1. YAZARLAR

  2. Vahap Coşkun

  3. Niyetlenmemiş Sonuçlar
Vahap Coşkun

Vahap Coşkun

Niyetlenmemiş Sonuçlar

A+A-

19 Mart’ın üzerinden iki hafta geçti. 

İstanbul Büyükşehir Belediye Başkanı ve CHP’nin Cumhurbaşkanı adayı Ekrem İmamoğlu’nu hedef alan yargı kuşatmasından sonra Türkiye hareketli günler yaşadı. CHP’nin cumhurbaşkanı adayını belirlemek için yaptığı önseçime milyonlar katıldı. İmamoğlu’na yönelik operasyonu protesto etmek için İstanbul’da yapılan mitinge, coşkulu ve kalabalık bir kitle katıldı. CHP, iktidara destek oldukları gerekçesiyle farklı sektörlerdeki birçok firmaya karşı bir boykot hareketi başlattı.

İktidar da, elindeki tüm kozları sahaya sürdü. Emniyet, adliye ve medya güçleriyle muhalefete tam saha pres uyguladı. Bir taraftan muhalefeti yolsuzluk yapmak ve milli ekonomiye zarar vermekle itham etti, böylelikle muhalefetten gelen ve giderek büyüyen dalgayı peşinen değersizleştirmeye çalıştı. Diğer taraftan da protesto gösterilerine katılmaktan boykotu savunmaya kadar hemen her düzeydeki tepkilere soruşturma açarak muhalif kesimlere gözdağı verdi ve yükselen sesleri bastırmayı amaçladı.

### Görevin Amacı:
Niyetlenmemiş Sonuçlar başlıklı yazıda "İktidar da, elindeki" sözcüklerini içeren yerle açılıp "sesleri bastırmayı amaçladı." ile kapanan bölümü, "Emniyet" yerine "Polis" koyarak yeniden yazın.

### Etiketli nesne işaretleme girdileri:
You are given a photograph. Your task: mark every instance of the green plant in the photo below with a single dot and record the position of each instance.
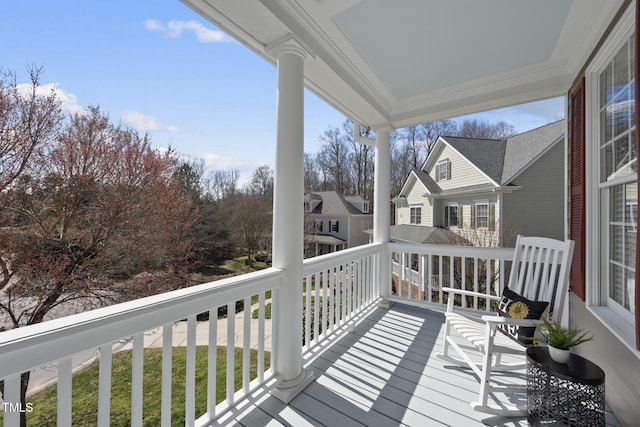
(555, 335)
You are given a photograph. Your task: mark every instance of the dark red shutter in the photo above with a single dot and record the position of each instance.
(577, 187)
(637, 146)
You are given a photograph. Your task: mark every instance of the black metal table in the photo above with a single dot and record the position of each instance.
(570, 393)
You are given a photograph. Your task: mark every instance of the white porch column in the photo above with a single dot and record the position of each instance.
(288, 233)
(381, 209)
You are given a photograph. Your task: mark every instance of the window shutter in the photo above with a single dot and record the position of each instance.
(492, 217)
(637, 114)
(577, 187)
(446, 216)
(473, 216)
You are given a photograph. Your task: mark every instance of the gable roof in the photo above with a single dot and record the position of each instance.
(503, 159)
(486, 154)
(334, 203)
(525, 148)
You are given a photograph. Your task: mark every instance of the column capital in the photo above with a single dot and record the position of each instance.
(289, 44)
(383, 127)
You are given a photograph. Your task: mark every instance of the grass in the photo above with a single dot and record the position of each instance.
(85, 388)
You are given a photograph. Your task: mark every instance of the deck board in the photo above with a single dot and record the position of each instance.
(383, 373)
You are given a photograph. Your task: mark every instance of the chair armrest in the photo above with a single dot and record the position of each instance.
(470, 293)
(511, 321)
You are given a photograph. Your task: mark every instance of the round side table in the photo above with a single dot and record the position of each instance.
(571, 393)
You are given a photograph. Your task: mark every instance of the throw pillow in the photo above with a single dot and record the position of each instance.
(518, 307)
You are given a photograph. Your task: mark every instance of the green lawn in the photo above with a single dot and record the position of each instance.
(85, 388)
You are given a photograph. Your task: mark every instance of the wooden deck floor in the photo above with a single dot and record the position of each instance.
(383, 373)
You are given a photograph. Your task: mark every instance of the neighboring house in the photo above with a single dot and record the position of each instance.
(335, 222)
(486, 191)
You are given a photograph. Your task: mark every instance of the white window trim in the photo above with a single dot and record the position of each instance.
(411, 216)
(442, 162)
(482, 202)
(622, 325)
(457, 206)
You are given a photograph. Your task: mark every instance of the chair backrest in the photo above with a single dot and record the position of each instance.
(540, 271)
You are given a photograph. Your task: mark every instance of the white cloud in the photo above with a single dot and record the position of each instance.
(175, 29)
(68, 101)
(144, 122)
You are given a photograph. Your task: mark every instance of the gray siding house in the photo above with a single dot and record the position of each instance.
(335, 222)
(486, 191)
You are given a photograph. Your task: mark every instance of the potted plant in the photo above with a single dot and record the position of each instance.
(561, 339)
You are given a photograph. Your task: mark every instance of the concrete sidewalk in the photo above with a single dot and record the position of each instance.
(46, 375)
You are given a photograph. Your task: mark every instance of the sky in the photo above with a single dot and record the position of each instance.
(159, 67)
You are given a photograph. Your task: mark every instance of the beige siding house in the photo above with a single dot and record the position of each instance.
(486, 191)
(335, 222)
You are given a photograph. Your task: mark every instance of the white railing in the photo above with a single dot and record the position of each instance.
(336, 288)
(134, 325)
(420, 271)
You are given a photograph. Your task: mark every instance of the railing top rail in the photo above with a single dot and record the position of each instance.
(30, 346)
(312, 265)
(453, 250)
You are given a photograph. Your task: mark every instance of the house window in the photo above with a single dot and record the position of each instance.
(618, 174)
(416, 215)
(613, 186)
(443, 170)
(482, 215)
(451, 216)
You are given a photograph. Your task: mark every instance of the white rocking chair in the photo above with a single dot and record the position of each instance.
(539, 272)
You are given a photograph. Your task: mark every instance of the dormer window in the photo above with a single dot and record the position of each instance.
(443, 170)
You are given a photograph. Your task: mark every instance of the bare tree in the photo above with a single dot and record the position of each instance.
(28, 120)
(221, 184)
(92, 210)
(333, 159)
(483, 129)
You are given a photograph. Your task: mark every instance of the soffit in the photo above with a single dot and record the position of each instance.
(410, 61)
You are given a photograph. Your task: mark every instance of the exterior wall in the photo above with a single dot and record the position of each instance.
(622, 376)
(478, 236)
(463, 173)
(416, 198)
(357, 225)
(541, 184)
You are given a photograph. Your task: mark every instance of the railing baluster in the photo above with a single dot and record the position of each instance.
(308, 325)
(212, 362)
(246, 346)
(167, 366)
(231, 335)
(137, 378)
(12, 397)
(325, 306)
(190, 380)
(261, 327)
(64, 391)
(332, 298)
(316, 310)
(104, 386)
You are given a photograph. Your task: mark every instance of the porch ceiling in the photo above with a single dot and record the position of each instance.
(411, 61)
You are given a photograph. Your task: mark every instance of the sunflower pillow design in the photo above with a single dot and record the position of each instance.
(518, 307)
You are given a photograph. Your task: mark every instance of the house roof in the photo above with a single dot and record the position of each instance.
(525, 148)
(423, 234)
(333, 203)
(486, 154)
(502, 160)
(378, 64)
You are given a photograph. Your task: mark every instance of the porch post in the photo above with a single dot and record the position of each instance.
(381, 209)
(288, 224)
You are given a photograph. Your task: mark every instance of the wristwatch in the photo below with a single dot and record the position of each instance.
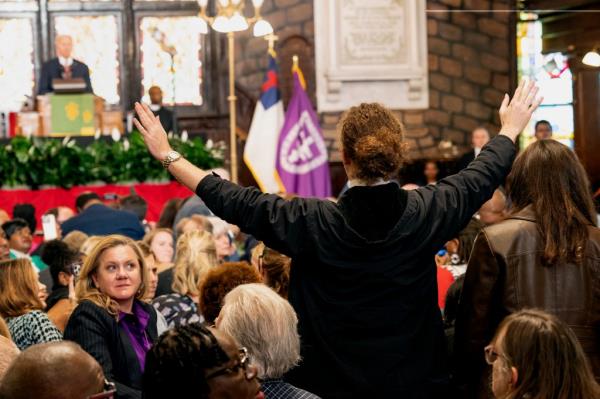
(172, 156)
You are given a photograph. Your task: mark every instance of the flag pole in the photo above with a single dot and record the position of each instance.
(271, 38)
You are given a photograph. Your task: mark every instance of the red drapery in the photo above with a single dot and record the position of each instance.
(155, 194)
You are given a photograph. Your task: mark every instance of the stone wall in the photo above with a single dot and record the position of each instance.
(469, 68)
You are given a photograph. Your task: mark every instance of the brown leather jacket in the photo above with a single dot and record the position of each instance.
(505, 274)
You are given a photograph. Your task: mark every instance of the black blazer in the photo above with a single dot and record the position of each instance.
(363, 276)
(466, 159)
(52, 69)
(98, 333)
(100, 220)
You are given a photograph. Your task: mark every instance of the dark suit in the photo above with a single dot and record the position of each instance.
(466, 159)
(166, 119)
(99, 334)
(52, 69)
(363, 277)
(100, 220)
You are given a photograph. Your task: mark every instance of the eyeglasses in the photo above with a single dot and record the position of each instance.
(491, 355)
(108, 392)
(242, 363)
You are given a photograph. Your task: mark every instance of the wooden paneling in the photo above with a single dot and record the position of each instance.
(587, 118)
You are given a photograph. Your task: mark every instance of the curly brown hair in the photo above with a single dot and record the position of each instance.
(274, 267)
(219, 281)
(373, 139)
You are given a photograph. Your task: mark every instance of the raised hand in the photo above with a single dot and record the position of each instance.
(516, 113)
(152, 131)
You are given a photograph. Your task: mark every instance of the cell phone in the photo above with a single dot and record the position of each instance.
(75, 268)
(49, 227)
(111, 196)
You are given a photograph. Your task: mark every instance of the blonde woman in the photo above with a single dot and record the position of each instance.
(111, 322)
(22, 306)
(196, 254)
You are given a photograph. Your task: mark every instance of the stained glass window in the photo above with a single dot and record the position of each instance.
(16, 62)
(95, 42)
(555, 80)
(170, 54)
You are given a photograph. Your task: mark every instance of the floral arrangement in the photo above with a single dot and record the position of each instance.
(36, 162)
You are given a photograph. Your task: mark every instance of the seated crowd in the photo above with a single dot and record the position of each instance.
(338, 300)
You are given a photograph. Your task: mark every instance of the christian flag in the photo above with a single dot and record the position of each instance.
(261, 146)
(301, 152)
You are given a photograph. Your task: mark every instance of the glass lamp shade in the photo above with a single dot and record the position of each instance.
(202, 26)
(237, 23)
(592, 58)
(262, 28)
(221, 24)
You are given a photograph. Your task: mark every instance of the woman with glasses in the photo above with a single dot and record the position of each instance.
(64, 265)
(363, 268)
(544, 255)
(112, 322)
(265, 323)
(535, 355)
(196, 361)
(22, 304)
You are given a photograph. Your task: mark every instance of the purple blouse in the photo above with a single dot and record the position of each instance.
(134, 325)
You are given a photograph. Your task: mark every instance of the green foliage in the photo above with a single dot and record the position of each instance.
(36, 162)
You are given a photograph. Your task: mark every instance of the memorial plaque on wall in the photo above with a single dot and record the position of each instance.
(369, 51)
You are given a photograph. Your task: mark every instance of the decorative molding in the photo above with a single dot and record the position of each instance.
(372, 51)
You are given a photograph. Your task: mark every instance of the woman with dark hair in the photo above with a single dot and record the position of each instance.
(535, 355)
(195, 361)
(21, 305)
(544, 255)
(217, 283)
(363, 268)
(274, 268)
(64, 264)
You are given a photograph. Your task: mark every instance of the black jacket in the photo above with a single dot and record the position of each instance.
(363, 277)
(466, 159)
(98, 333)
(52, 69)
(100, 220)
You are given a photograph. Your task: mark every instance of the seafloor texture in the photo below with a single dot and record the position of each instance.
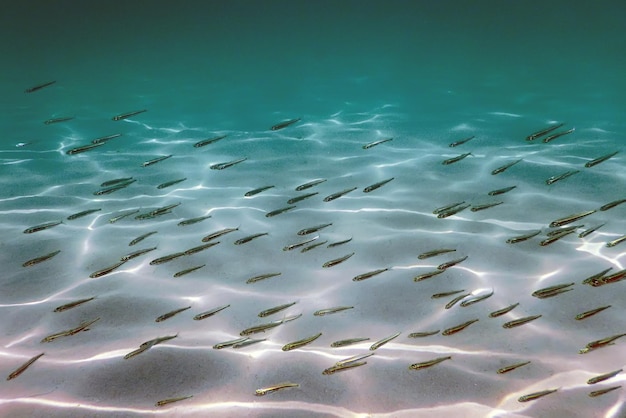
(395, 111)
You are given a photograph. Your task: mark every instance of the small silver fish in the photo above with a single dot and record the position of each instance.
(209, 141)
(222, 166)
(128, 114)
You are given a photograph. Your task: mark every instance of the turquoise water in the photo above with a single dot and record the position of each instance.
(423, 73)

### Çözüm:
İktidar da, elindeki tüm kozları sahaya sürdü. Polis, adliye ve medya güçleriyle muhalefete tam saha pres uyguladı. Bir taraftan muhalefeti yolsuzluk yapmak ve milli ekonomiye zarar vermekle itham etti, böylelikle muhalefetten gelen ve giderek büyüyen dalgayı peşinen değersizleştirmeye çalıştı. Diğer taraftan da protesto gösterilerine katılmaktan boykotu savunmaya kadar hemen her düzeydeki tepkilere soruşturma açarak muhalif kesimlere gözdağı verdi ve yükselen sesleri bastırmayı amaçladı.